DIRECTIONS |
1) In the booster shot article, retype the passage between "Booster Shots Hitch: Some" and "and Drug Administration.", inclusive.
2) In the booster shot article, by what date did President Biden plan to start delivering booster shots?
3) Write the next part of the article on booster shots, picking up after its final sentence.

SELECTED EXCERPT |
==============================

Booster Shots Hitch: Some May Miss Planned Sept. 20 Start
The FDA and CDC are awaiting critical data before signing off on the third doses, with Moderna’s vaccine increasingly seen as unlikely to make the Sept. 20 date.
President Joe Biden’s plans to start delivery of booster shots by Sept. 20 for most Americans who received COVID-19 vaccines are facing new complications that could delay the availability for those who received the Moderna vaccine.
Biden announced last month that his administration was preparing to administer boosters for all Americans who received most vaccines in an effort to provide more enduring protection against the coronavirus, pending approvals from the Centers for Disease Control and Prevention and the Food and Drug Administration.
But those agencies are awaiting critical data before signing off on the third doses, with Moderna’s vaccine increasingly seen as unlikely to make the Sept. 20 date.
According to one official, Moderna produced inadequate data for the FDA and CDC to recommend the third dose of its vaccine and FDA has requested additional data that is likely to delay those boosters into October.

==============================

DATA RECORDS |
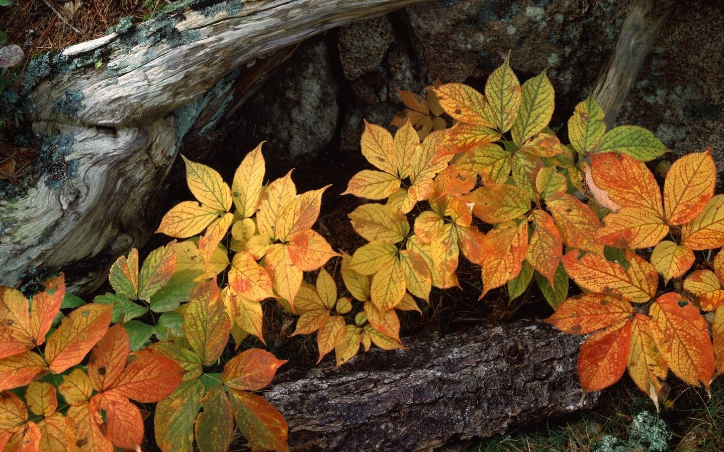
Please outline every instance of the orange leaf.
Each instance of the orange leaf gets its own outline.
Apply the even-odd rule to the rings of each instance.
[[[344,317],[341,315],[332,315],[319,328],[317,332],[317,349],[319,351],[317,363],[337,346],[337,341],[346,325]]]
[[[588,334],[633,313],[631,303],[615,295],[583,294],[566,299],[545,321],[568,334]]]
[[[597,331],[581,346],[578,377],[584,393],[608,388],[626,370],[631,348],[631,323],[628,320]]]
[[[85,304],[63,319],[46,344],[45,357],[51,372],[60,373],[83,361],[108,331],[111,307]]]
[[[114,391],[96,397],[98,398],[98,407],[106,412],[106,438],[117,447],[140,448],[143,439],[143,418],[138,407]],[[93,401],[90,405],[94,406]]]
[[[272,383],[277,370],[287,362],[261,349],[249,349],[230,359],[224,366],[222,381],[238,391],[259,391]]]
[[[65,295],[65,282],[62,273],[45,282],[45,290],[33,297],[30,306],[30,333],[35,343],[45,342],[45,335],[50,331],[53,318],[60,310]]]
[[[312,229],[304,229],[289,239],[289,257],[302,271],[315,270],[329,259],[340,255],[334,252],[324,237]]]
[[[724,246],[724,195],[710,199],[699,216],[681,227],[681,244],[691,250]]]
[[[128,333],[123,325],[109,328],[90,351],[88,375],[93,389],[105,391],[116,382],[126,367],[130,351]]]
[[[651,253],[651,263],[664,277],[664,283],[678,278],[694,265],[694,252],[670,240],[664,240]]]
[[[259,205],[265,171],[264,157],[261,155],[263,144],[264,142],[260,142],[253,150],[249,152],[234,173],[234,180],[231,185],[232,196],[237,212],[244,218],[253,215]]]
[[[683,289],[698,297],[702,311],[713,311],[724,301],[724,290],[717,276],[710,270],[691,272],[683,280]]]
[[[677,377],[709,388],[714,374],[714,350],[707,321],[699,310],[675,293],[665,294],[649,309],[657,346]]]
[[[213,208],[196,201],[182,201],[166,213],[156,231],[186,239],[198,235],[218,216],[219,212]]]
[[[261,235],[275,239],[274,225],[282,209],[297,196],[297,187],[292,182],[291,170],[284,177],[274,180],[261,195],[259,211],[256,213],[256,227]]]
[[[591,174],[614,202],[663,218],[661,189],[644,162],[618,153],[596,153],[591,155]]]
[[[234,435],[234,418],[226,391],[222,386],[209,388],[201,406],[203,411],[196,417],[194,428],[199,451],[228,451]]]
[[[189,345],[203,365],[211,365],[219,359],[229,342],[231,322],[219,298],[215,278],[199,286],[191,295],[183,328]]]
[[[516,226],[512,221],[503,223],[485,236],[480,247],[482,298],[488,291],[513,280],[523,268],[528,250],[528,222]]]
[[[433,90],[440,106],[453,119],[489,129],[494,127],[485,96],[462,83],[446,83]]]
[[[176,362],[153,351],[137,354],[109,391],[148,404],[159,401],[176,389],[183,372]]]
[[[654,401],[657,410],[659,400],[665,398],[663,385],[668,372],[669,367],[654,342],[649,317],[642,314],[635,315],[631,322],[628,375]]]
[[[236,389],[229,396],[236,425],[252,451],[289,451],[287,422],[266,398]]]
[[[603,223],[596,240],[619,248],[655,247],[669,233],[669,226],[658,214],[640,208],[622,208],[605,216]]]
[[[664,181],[664,214],[670,225],[696,218],[714,195],[717,168],[712,149],[681,157],[672,165]]]
[[[526,258],[534,268],[548,278],[553,287],[553,273],[563,254],[563,242],[553,218],[543,210],[533,210],[529,218],[536,225],[526,252]]]
[[[560,231],[563,243],[572,248],[603,254],[603,246],[596,243],[596,232],[600,223],[591,208],[568,194],[547,200],[546,205]]]

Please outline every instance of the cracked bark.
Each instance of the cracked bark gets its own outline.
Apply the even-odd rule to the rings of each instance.
[[[581,400],[582,342],[533,320],[481,326],[285,372],[265,396],[293,451],[432,451],[594,406],[597,393]]]

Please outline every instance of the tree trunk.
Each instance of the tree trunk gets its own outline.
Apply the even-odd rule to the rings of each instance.
[[[597,393],[581,401],[582,341],[532,320],[477,327],[282,373],[266,396],[293,451],[432,451],[593,406]]]

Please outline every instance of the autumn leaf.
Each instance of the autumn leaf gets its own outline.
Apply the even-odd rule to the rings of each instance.
[[[60,373],[85,357],[108,330],[111,310],[105,304],[85,304],[63,319],[46,344],[45,359],[51,372]]]
[[[568,139],[573,148],[581,154],[593,150],[606,132],[606,123],[601,106],[593,96],[576,106],[568,119]]]
[[[651,263],[664,277],[664,283],[672,278],[678,278],[694,265],[694,252],[670,240],[661,242],[651,253]]]
[[[553,85],[546,70],[523,84],[520,111],[510,129],[518,146],[546,127],[553,116]]]
[[[664,215],[670,225],[696,218],[714,194],[717,169],[712,150],[681,157],[672,165],[664,181]]]
[[[581,346],[578,378],[584,393],[604,389],[620,380],[631,347],[631,323],[625,320],[592,334]]]
[[[665,294],[649,310],[652,333],[676,376],[705,388],[714,374],[714,351],[707,321],[678,294]]]
[[[264,158],[261,155],[263,144],[264,142],[259,143],[253,150],[248,153],[234,173],[234,180],[231,185],[232,195],[237,212],[243,218],[253,215],[259,205],[265,171]]]

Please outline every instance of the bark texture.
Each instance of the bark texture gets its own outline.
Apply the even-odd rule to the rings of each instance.
[[[293,451],[432,451],[592,406],[597,393],[581,402],[577,375],[582,341],[532,320],[477,327],[282,374],[266,396]]]

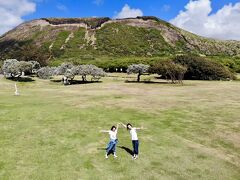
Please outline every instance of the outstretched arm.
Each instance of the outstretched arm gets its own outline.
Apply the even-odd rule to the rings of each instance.
[[[121,122],[121,124],[122,124],[123,127],[125,127],[125,128],[127,127],[127,125],[123,124],[122,122]]]
[[[135,127],[135,129],[136,129],[136,130],[144,130],[144,129],[146,129],[146,128],[144,128],[144,127],[142,126],[142,127],[140,127],[140,128]]]
[[[107,131],[107,130],[100,130],[99,132],[102,132],[102,133],[109,133],[109,131]]]

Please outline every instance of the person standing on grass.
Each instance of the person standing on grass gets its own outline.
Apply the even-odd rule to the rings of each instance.
[[[137,136],[137,130],[143,129],[141,128],[136,128],[133,127],[130,123],[128,123],[127,125],[121,123],[125,128],[127,128],[127,130],[130,131],[131,134],[131,138],[132,138],[132,145],[133,145],[133,159],[137,159],[138,158],[138,147],[139,147],[139,141],[138,141],[138,136]]]
[[[111,151],[113,151],[114,158],[117,158],[116,146],[117,146],[117,143],[118,143],[118,139],[117,139],[118,126],[119,126],[119,124],[117,124],[117,127],[112,126],[111,130],[101,130],[100,131],[100,132],[103,132],[103,133],[109,133],[109,135],[110,135],[110,141],[109,141],[109,143],[107,145],[107,148],[106,148],[106,154],[105,154],[106,159],[108,158],[108,155],[110,154]]]

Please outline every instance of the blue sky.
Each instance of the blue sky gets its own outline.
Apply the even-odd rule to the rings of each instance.
[[[192,33],[240,40],[240,0],[0,0],[0,35],[44,17],[156,16]]]
[[[189,0],[36,0],[36,11],[24,17],[31,20],[41,17],[114,17],[125,4],[141,9],[144,15],[157,16],[169,21],[174,18]],[[212,0],[215,13],[229,3],[239,0]]]

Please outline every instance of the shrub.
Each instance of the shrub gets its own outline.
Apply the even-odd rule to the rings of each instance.
[[[76,75],[82,76],[82,80],[87,80],[87,75],[92,76],[93,79],[100,79],[101,77],[106,76],[106,73],[103,71],[102,68],[99,68],[95,65],[79,65],[73,69]]]
[[[227,80],[234,78],[233,74],[223,65],[202,57],[177,56],[173,61],[187,67],[185,79]]]
[[[20,77],[24,72],[32,71],[32,64],[16,59],[7,59],[2,67],[3,73],[7,78]]]
[[[54,74],[55,68],[42,67],[37,71],[37,76],[40,79],[49,79]]]
[[[138,74],[137,81],[139,82],[140,81],[140,76],[143,73],[148,72],[148,69],[149,69],[149,65],[145,65],[145,64],[132,64],[132,65],[128,66],[127,73],[128,74],[132,74],[132,73]]]
[[[37,61],[29,61],[32,64],[32,73],[36,73],[40,68],[41,65]]]

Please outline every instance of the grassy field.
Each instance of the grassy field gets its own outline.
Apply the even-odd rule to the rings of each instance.
[[[149,80],[148,77],[145,77]],[[239,179],[240,82],[185,81],[183,86],[126,83],[62,86],[0,78],[0,179]],[[118,158],[104,158],[117,122],[144,126],[140,157],[119,129]]]

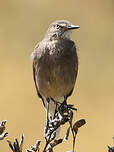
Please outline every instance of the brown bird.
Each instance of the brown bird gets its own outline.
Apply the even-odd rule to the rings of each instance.
[[[74,89],[78,56],[70,35],[78,28],[66,20],[53,22],[32,53],[35,87],[47,111],[47,125],[54,116],[55,103],[66,101]]]

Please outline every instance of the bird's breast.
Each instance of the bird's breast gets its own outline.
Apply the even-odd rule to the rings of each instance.
[[[47,52],[40,59],[38,67],[41,95],[56,99],[67,95],[74,88],[76,60],[76,52],[70,52],[55,43],[48,44]]]

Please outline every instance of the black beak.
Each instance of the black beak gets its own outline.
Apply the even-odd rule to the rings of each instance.
[[[80,26],[79,25],[70,25],[69,27],[68,27],[68,30],[73,30],[73,29],[78,29],[78,28],[80,28]]]

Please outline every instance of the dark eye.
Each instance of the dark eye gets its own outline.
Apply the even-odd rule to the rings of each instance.
[[[59,29],[59,28],[60,28],[60,25],[57,24],[56,27],[57,27],[57,29]]]
[[[60,25],[57,24],[57,25],[56,25],[56,28],[57,28],[57,29],[60,29],[60,28],[62,28],[62,26],[60,26]]]

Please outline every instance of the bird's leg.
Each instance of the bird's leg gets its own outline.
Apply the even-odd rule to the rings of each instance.
[[[48,129],[49,129],[49,98],[47,99],[47,108],[46,108],[46,129],[45,129],[45,135],[47,134],[48,132]]]

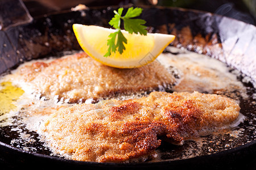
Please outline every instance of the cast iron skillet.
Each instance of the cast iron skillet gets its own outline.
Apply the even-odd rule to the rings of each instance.
[[[15,68],[25,61],[48,56],[60,56],[63,51],[81,50],[72,29],[73,23],[109,27],[108,22],[113,16],[113,10],[119,7],[90,8],[82,11],[62,12],[34,18],[28,23],[0,31],[0,73]],[[127,7],[125,7],[127,10]],[[238,128],[243,128],[242,137],[230,143],[232,148],[224,146],[205,145],[202,155],[189,159],[173,159],[183,154],[184,148],[163,143],[160,150],[172,152],[163,161],[144,163],[99,163],[67,160],[50,156],[51,152],[42,147],[39,141],[34,142],[36,151],[27,151],[11,144],[18,134],[11,131],[12,126],[0,129],[0,160],[9,167],[21,168],[84,168],[93,169],[254,169],[256,162],[256,92],[253,83],[256,77],[256,28],[234,19],[202,11],[177,8],[142,6],[141,18],[152,32],[175,35],[170,45],[208,54],[226,63],[230,70],[236,69],[250,80],[245,83],[250,97],[241,101],[242,113],[247,118]],[[30,132],[36,138],[36,134]],[[212,136],[206,137],[211,140]],[[218,140],[222,140],[219,138]],[[226,139],[223,140],[228,140]],[[216,142],[216,141],[215,141]],[[209,147],[219,151],[209,154]],[[176,152],[177,151],[179,152]],[[176,154],[176,155],[175,155]]]

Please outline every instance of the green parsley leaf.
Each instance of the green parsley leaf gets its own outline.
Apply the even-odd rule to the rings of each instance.
[[[108,57],[111,55],[111,53],[115,53],[117,50],[122,54],[125,50],[124,44],[127,44],[127,39],[121,31],[121,19],[123,21],[125,29],[129,33],[140,33],[142,35],[146,35],[147,31],[147,27],[143,26],[146,21],[141,19],[134,19],[133,18],[139,16],[142,12],[142,8],[137,7],[134,8],[130,7],[127,11],[125,16],[122,16],[123,8],[119,8],[118,11],[114,10],[115,15],[109,22],[109,24],[116,29],[115,32],[109,35],[109,39],[108,40],[107,45],[109,46],[108,52],[104,57]]]

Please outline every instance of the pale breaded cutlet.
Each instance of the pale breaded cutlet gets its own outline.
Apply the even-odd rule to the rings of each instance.
[[[15,74],[24,82],[24,89],[49,98],[58,95],[69,103],[150,91],[175,81],[157,61],[139,68],[117,69],[104,65],[85,53],[21,66]]]
[[[240,108],[232,99],[197,92],[153,92],[129,100],[82,104],[52,113],[40,134],[76,160],[123,162],[230,125]]]

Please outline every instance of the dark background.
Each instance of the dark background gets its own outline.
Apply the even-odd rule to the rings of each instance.
[[[88,7],[133,4],[178,7],[208,11],[256,25],[256,0],[23,0],[32,17]]]

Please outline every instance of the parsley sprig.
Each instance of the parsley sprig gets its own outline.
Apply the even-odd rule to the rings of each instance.
[[[138,34],[139,33],[141,35],[147,35],[147,31],[146,29],[147,27],[143,25],[146,23],[146,21],[141,19],[133,18],[141,15],[142,8],[130,7],[125,16],[122,16],[123,10],[123,8],[118,8],[117,11],[114,10],[115,15],[109,22],[110,26],[115,28],[116,31],[111,33],[109,36],[109,39],[107,42],[109,48],[104,57],[110,56],[112,52],[115,53],[117,49],[120,54],[122,54],[125,50],[124,44],[127,44],[127,39],[121,31],[121,19],[123,20],[125,29],[129,33]],[[115,41],[117,36],[117,40]]]

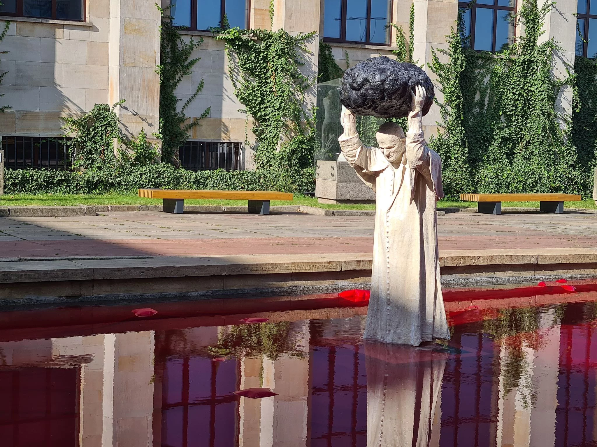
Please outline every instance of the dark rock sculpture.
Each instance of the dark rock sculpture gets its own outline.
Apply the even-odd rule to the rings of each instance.
[[[358,115],[402,118],[411,110],[410,90],[425,88],[423,114],[433,103],[433,84],[421,69],[386,56],[370,57],[347,70],[342,77],[340,102]]]

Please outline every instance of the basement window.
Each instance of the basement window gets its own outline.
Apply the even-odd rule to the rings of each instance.
[[[241,169],[241,143],[187,141],[180,147],[180,166],[189,170]]]

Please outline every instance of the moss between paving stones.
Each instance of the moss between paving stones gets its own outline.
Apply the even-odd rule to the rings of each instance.
[[[80,206],[80,205],[159,205],[161,199],[145,198],[133,194],[106,194],[88,195],[68,194],[6,194],[0,196],[0,206]],[[185,200],[187,205],[214,206],[246,206],[246,200]],[[282,205],[306,205],[332,210],[373,210],[373,204],[319,203],[316,198],[304,195],[295,195],[294,200],[272,201],[272,206]],[[516,208],[538,208],[538,202],[503,202],[502,207]],[[594,200],[565,202],[564,207],[574,209],[597,209]],[[476,208],[476,202],[440,200],[438,208]]]

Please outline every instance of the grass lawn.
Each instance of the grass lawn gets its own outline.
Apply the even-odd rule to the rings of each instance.
[[[247,200],[185,200],[189,205],[211,205],[220,206],[242,206],[247,205]],[[110,193],[106,194],[61,195],[61,194],[5,194],[0,195],[0,206],[15,206],[17,205],[47,205],[47,206],[76,206],[76,205],[136,205],[161,204],[161,198],[145,198],[134,194]],[[319,203],[316,198],[304,195],[296,195],[293,201],[276,201],[271,203],[272,206],[277,205],[307,205],[328,209],[372,210],[374,205],[359,204],[328,204]],[[538,208],[538,202],[503,202],[502,207],[517,207],[524,208]],[[476,202],[463,202],[459,200],[440,200],[438,208],[476,208]],[[564,202],[566,208],[597,209],[594,200],[583,200],[580,202]]]

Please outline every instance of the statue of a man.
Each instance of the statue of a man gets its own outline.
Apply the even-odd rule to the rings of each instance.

==============================

ANSWER SECTION |
1)
Booster Shots Hitch: Some May Miss Planned Sept. 20 Start
The FDA and CDC are awaiting critical data before signing off on the third doses, with Moderna’s vaccine increasingly seen as unlikely to make the Sept. 20 date.
President Joe Biden’s plans to start delivery of booster shots by Sept. 20 for most Americans who received COVID-19 vaccines are facing new complications that could delay the availability for those who received the Moderna vaccine.
Biden announced last month that his administration was preparing to administer boosters for all Americans who received most vaccines in an effort to provide more enduring protection against the coronavirus, pending approvals from the Centers for Disease Control and Prevention and the Food and Drug Administration.

2) Sept. 20

3)
Pfizer, which is further along in the review process, in part because of data collected from the vaccine’s use in Israel, is still expected to be approved for a third dose for all by Sept. 20. A key FDA panel is to review Pfizer’s data on boosters on Sept. 17.
Dr. Anthony Fauci, the U.S. government’s top infectious disease expert, told CBS’ “Face the Nation” Sunday that it is still the Biden administration’s plan “in some respects” to begin the third doses the week of Sept. 20, pending approval by the FDA.
The administration had hoped that both Pfizer and Moderna booster shots would be rolled out at that time. But Fauci said it is “conceivable” that for Moderna’s, there might be “at most a couple of weeks, a few weeks delay, if any,” while the company provides more data to the FDA on the booster’s efficacy.
Biden on Aug. 18 touted boosters as a protection against the virus’ more transmissible delta variant, and said Americans should consider getting a booster eight months after their second shot.
Ron Klain, Biden’s chief of staff, said Sunday the administration had always made clear that Sept. 20 was a target date, and “No one’s going to get boosters until the FDA says they’re approved.”
Klain told CNN: “We’re ready to go once the science says go.”